[Source data]:
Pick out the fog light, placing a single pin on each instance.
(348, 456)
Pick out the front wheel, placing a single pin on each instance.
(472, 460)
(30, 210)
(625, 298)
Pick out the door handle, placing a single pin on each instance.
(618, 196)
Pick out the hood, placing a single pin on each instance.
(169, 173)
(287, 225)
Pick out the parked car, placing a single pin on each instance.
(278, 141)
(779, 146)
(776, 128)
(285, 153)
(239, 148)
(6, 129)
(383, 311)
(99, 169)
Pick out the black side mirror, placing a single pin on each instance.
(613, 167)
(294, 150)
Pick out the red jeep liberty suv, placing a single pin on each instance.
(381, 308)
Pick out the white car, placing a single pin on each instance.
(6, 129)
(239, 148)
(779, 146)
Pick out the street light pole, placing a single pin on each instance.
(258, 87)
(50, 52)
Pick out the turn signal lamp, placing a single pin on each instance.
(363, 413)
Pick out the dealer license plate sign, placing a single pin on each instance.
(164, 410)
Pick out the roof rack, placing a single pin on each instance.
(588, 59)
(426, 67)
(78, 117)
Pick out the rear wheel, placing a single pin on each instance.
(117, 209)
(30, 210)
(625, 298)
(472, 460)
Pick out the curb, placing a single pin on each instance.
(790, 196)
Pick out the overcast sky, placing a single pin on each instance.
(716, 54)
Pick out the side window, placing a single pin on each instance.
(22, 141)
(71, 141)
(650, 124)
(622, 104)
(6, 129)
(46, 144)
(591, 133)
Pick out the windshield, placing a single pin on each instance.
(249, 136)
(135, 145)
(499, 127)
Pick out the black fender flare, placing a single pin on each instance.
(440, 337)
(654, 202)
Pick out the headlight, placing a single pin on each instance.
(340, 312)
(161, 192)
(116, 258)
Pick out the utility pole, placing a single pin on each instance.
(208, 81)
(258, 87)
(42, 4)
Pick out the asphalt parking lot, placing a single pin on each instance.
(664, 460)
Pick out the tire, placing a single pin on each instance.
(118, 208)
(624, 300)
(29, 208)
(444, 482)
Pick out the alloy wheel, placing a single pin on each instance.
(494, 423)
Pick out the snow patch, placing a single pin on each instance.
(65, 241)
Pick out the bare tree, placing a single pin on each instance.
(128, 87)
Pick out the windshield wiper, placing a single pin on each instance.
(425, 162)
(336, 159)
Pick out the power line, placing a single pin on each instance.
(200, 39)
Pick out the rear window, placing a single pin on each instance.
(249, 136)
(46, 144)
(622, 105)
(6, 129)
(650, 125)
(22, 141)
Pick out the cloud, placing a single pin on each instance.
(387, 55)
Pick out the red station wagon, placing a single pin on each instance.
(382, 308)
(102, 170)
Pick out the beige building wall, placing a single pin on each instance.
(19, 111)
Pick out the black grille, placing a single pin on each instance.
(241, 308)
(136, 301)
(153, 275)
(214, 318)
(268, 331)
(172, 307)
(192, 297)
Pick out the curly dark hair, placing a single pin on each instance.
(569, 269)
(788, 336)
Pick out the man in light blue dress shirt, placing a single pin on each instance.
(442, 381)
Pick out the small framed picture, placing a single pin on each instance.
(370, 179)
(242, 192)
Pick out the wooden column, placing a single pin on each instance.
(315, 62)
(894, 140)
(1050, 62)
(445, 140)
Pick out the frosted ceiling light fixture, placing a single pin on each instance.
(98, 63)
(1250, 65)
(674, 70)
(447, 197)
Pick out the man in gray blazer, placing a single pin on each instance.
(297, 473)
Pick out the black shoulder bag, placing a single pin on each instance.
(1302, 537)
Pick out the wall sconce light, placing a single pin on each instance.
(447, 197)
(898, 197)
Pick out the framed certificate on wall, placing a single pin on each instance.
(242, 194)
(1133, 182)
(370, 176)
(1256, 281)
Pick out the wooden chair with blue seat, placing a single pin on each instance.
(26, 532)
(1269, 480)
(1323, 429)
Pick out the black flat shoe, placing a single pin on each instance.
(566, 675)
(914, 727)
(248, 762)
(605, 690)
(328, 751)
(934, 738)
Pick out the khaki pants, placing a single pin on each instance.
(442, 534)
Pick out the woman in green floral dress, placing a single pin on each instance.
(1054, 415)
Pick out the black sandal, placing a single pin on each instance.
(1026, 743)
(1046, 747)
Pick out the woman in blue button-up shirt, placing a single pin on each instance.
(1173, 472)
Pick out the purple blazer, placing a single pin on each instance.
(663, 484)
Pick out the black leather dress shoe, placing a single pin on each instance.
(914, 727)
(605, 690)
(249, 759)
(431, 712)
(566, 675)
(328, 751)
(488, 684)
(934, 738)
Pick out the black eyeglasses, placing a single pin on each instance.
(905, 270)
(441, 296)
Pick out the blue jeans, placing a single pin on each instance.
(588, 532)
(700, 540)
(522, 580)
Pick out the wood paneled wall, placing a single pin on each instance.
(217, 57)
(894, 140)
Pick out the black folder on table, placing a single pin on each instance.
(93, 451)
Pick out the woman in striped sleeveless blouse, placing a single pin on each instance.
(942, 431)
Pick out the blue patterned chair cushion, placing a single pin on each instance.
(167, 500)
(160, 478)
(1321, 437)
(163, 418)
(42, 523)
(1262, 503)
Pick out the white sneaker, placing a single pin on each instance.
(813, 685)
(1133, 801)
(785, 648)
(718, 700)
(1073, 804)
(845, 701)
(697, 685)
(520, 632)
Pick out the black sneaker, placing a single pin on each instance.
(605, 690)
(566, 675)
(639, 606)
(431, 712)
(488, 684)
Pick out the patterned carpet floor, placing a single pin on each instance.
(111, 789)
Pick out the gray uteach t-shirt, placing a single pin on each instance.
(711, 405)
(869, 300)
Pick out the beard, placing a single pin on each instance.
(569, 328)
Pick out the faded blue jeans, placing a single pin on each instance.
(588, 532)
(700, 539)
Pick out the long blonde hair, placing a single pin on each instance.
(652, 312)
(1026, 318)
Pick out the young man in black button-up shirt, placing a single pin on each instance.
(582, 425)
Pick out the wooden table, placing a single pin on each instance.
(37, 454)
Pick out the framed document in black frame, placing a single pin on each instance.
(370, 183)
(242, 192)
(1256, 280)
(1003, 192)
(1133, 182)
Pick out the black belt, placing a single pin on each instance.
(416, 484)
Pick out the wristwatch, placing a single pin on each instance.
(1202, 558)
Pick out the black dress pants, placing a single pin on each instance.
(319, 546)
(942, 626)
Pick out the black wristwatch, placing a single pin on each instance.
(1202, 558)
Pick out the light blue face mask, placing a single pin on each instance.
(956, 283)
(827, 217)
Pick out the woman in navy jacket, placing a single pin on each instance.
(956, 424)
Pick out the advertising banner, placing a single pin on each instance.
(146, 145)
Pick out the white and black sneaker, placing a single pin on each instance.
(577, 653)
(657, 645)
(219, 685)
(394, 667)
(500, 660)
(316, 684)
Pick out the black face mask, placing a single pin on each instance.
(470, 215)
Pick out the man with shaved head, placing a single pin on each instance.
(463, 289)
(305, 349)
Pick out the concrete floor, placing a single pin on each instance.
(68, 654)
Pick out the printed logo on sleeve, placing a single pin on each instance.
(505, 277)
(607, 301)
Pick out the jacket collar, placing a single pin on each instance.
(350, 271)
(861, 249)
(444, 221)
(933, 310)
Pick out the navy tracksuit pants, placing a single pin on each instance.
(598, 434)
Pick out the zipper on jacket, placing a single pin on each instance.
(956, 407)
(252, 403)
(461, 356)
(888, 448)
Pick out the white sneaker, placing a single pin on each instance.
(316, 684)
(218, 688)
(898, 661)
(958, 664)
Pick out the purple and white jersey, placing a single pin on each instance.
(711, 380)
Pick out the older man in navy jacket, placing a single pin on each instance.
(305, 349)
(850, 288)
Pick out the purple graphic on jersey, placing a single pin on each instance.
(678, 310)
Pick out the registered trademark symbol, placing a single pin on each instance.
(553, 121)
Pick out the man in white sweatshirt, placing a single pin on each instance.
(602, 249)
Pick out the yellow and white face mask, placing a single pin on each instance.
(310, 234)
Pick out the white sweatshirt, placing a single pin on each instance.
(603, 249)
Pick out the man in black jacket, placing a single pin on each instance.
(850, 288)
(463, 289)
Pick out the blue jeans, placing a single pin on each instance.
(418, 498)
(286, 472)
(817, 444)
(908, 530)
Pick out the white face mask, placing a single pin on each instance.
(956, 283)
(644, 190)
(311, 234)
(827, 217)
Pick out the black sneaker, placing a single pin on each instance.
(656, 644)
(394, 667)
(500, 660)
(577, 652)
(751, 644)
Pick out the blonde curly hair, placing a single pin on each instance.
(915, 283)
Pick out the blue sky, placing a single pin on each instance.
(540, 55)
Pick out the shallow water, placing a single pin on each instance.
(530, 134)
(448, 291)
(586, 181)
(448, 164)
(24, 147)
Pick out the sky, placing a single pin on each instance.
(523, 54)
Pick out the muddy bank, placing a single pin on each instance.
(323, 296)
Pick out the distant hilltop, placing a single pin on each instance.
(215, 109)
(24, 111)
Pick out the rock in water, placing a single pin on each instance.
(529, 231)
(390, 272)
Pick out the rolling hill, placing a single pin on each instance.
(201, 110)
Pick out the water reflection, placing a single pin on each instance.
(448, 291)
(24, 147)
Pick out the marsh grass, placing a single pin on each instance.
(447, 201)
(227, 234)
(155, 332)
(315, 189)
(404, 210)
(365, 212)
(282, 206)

[Short task]: Reproduce the data from the line containing "Pick out the water" through the end, substituting "wetland grass" for "marsh grass" and leaving everything else unchanged.

[Answer below]:
Pick out the water reflection, placing a single pin on each instance.
(448, 291)
(24, 147)
Pick out the wetland grass, placing a single pin on each instance.
(447, 201)
(227, 234)
(155, 332)
(315, 189)
(404, 210)
(365, 212)
(282, 206)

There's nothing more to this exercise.